## Your objective
Gather every line below that contains the word "dark".

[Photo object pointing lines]
* * * *

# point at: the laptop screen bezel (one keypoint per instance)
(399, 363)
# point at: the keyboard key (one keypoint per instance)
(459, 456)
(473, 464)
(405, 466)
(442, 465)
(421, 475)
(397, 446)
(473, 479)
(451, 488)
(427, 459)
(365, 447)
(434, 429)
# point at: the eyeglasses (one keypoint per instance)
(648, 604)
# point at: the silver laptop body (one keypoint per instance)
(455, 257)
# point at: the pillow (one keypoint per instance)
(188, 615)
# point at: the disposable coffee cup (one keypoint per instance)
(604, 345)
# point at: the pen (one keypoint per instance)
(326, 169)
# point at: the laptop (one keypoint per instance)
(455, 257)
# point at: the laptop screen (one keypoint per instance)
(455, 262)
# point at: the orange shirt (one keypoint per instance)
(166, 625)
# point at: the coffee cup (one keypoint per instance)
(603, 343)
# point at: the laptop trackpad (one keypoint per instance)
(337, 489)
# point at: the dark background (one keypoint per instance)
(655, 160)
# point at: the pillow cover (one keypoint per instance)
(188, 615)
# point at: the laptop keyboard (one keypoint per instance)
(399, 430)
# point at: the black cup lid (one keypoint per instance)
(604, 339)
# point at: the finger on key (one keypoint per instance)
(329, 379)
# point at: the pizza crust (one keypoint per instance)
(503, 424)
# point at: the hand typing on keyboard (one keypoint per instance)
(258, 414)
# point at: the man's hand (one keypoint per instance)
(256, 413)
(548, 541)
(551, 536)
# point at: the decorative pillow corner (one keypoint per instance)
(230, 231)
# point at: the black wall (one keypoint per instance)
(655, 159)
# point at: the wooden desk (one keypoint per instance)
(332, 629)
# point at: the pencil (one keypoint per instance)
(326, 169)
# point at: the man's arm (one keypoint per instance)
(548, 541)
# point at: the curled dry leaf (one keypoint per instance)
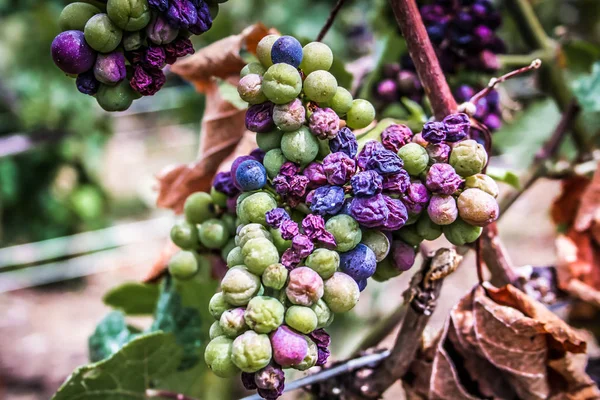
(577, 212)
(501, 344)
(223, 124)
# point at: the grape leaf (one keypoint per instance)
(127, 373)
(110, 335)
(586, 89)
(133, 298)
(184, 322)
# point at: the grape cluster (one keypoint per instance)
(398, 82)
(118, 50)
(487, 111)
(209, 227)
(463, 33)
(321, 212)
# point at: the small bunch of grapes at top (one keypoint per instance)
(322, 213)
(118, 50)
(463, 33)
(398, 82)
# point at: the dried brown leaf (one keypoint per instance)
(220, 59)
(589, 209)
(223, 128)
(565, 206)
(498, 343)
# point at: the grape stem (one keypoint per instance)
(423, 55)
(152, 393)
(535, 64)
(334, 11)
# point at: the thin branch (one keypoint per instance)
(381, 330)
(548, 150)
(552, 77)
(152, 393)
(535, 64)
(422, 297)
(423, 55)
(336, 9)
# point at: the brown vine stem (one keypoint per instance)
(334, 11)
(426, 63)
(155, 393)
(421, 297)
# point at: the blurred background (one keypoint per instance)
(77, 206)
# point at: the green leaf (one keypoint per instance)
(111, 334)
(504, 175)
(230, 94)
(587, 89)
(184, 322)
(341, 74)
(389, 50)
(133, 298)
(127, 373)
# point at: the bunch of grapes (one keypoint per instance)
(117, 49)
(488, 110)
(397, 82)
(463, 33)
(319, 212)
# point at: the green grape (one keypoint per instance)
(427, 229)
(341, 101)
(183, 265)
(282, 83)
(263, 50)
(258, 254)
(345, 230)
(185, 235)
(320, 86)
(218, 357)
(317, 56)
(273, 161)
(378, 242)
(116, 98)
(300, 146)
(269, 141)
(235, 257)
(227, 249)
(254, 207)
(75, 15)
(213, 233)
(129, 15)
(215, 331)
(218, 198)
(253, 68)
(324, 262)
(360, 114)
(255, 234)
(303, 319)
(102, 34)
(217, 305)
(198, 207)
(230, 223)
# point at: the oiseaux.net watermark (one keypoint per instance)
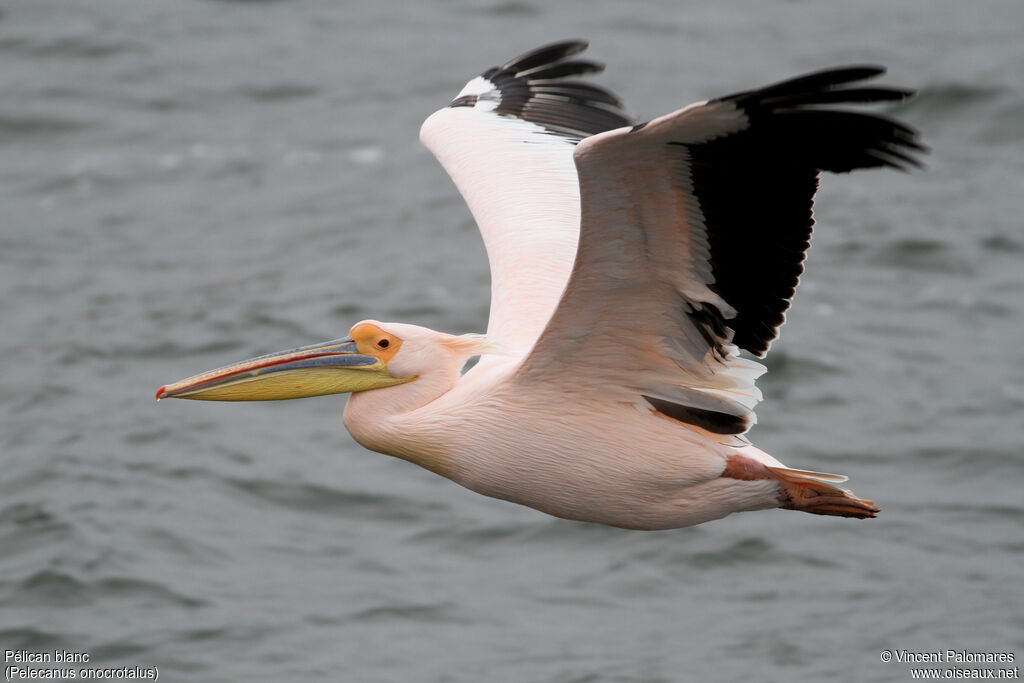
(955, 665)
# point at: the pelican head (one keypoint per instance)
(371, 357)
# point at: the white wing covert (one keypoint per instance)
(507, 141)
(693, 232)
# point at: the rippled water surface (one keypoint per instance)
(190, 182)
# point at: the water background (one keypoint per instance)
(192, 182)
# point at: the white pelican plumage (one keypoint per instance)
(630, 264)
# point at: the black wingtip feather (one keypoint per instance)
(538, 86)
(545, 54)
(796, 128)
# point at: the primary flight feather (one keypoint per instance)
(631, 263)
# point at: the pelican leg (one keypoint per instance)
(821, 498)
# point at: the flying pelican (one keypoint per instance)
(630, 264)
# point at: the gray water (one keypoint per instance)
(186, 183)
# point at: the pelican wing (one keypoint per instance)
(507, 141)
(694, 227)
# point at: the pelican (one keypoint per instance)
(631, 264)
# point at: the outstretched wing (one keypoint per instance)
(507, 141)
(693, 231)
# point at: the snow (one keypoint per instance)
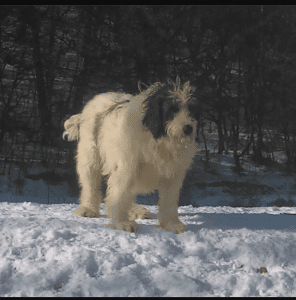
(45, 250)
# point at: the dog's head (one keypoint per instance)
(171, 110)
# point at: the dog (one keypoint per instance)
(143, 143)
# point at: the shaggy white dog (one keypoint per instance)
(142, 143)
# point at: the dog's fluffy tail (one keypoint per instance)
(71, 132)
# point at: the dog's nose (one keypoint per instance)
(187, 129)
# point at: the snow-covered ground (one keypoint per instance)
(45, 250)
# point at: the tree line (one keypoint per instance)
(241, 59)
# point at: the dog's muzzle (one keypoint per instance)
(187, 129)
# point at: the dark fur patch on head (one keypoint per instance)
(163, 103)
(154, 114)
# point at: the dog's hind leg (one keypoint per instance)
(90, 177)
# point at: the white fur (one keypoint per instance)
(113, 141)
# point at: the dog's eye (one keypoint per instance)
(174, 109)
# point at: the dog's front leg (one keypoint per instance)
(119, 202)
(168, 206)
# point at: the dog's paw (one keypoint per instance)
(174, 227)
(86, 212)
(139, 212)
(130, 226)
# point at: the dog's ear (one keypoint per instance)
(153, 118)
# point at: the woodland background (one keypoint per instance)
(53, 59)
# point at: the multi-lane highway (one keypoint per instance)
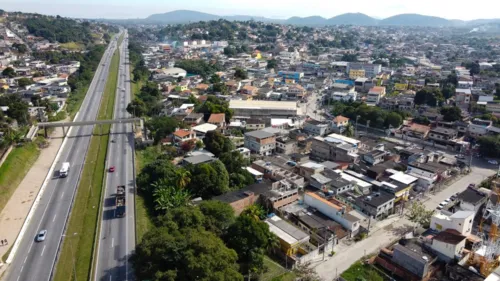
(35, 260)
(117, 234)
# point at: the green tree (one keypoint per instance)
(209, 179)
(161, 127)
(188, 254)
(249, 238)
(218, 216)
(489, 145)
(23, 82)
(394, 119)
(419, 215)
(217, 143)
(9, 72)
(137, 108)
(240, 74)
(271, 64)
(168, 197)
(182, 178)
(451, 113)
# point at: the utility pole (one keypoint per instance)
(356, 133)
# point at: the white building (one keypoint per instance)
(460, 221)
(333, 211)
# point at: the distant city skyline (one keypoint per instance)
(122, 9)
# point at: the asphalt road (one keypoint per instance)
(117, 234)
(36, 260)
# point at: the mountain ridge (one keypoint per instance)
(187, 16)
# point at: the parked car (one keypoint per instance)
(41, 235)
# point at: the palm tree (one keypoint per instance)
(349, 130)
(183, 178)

* * * *

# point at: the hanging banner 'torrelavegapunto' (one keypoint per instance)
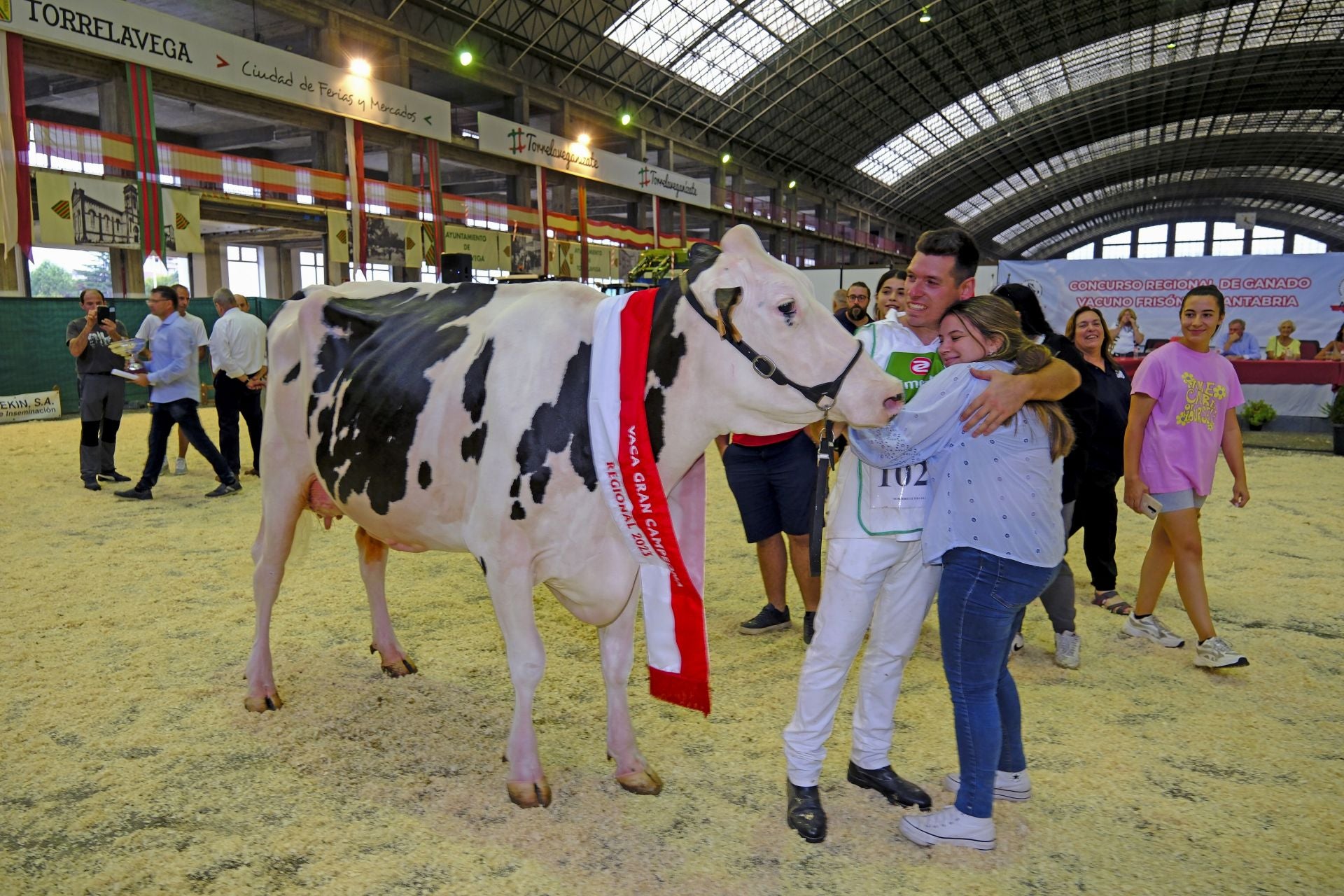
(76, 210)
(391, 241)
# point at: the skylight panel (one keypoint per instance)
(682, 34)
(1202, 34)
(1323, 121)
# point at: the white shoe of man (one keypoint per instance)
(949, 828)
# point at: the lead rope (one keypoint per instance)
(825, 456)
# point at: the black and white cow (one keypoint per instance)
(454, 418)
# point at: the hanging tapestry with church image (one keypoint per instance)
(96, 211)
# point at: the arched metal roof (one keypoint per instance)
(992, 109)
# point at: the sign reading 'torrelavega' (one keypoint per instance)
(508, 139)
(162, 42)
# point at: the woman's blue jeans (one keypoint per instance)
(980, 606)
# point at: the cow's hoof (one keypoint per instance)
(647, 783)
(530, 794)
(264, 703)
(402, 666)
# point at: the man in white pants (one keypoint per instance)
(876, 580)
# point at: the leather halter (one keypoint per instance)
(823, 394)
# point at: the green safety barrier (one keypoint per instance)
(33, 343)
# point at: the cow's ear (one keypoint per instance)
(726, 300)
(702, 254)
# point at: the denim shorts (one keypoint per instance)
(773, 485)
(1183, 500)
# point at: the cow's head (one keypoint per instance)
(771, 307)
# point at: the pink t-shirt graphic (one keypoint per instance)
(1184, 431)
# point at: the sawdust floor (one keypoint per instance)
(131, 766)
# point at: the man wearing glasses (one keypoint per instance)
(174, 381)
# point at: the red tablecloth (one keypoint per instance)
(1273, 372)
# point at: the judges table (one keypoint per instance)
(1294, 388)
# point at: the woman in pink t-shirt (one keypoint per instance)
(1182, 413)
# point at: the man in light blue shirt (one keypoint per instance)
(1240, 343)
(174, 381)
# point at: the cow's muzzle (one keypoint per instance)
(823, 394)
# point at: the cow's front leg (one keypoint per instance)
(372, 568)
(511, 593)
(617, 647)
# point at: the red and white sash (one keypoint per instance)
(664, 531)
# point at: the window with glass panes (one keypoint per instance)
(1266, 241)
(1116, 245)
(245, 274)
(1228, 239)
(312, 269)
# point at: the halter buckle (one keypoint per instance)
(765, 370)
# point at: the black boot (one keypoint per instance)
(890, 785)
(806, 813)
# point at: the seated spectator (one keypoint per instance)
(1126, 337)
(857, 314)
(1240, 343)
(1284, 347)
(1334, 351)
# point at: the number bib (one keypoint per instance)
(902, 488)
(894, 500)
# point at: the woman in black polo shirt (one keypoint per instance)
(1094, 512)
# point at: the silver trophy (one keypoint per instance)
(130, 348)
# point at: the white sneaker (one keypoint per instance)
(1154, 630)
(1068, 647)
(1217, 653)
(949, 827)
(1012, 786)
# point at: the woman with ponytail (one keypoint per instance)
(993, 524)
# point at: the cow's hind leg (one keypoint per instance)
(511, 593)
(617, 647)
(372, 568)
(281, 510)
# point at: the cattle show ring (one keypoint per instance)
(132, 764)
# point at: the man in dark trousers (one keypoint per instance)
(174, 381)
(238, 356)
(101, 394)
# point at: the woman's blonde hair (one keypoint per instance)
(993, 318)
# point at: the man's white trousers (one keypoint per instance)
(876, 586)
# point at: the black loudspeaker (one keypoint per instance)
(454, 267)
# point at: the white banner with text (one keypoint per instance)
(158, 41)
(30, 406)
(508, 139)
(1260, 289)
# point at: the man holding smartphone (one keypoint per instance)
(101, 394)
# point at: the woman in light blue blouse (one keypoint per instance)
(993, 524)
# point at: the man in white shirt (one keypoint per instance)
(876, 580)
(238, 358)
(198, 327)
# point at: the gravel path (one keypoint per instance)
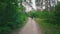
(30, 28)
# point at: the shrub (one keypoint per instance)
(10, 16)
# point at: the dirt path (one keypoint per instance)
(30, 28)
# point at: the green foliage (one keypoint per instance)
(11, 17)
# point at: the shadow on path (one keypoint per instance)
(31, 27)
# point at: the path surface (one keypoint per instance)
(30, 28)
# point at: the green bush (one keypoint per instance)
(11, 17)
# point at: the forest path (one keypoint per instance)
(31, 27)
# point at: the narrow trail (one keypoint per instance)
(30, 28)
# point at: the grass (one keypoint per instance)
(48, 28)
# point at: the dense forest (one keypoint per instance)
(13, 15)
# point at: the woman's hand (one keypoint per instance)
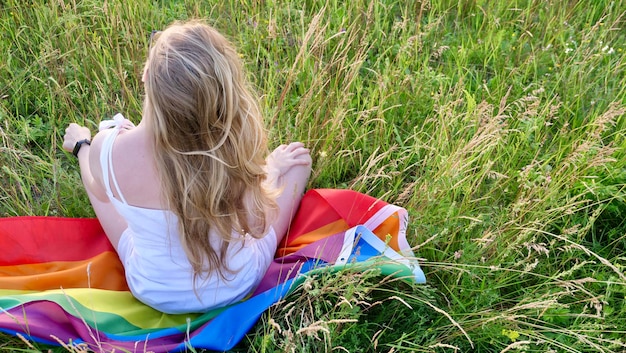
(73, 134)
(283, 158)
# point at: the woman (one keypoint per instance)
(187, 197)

* * * *

## Solution to this exercise
# point at: the dark background (one keypoint per instance)
# point at: the dark fur patch on head (one keypoint per instance)
# point at: the man in dark trousers (one keypoint per instance)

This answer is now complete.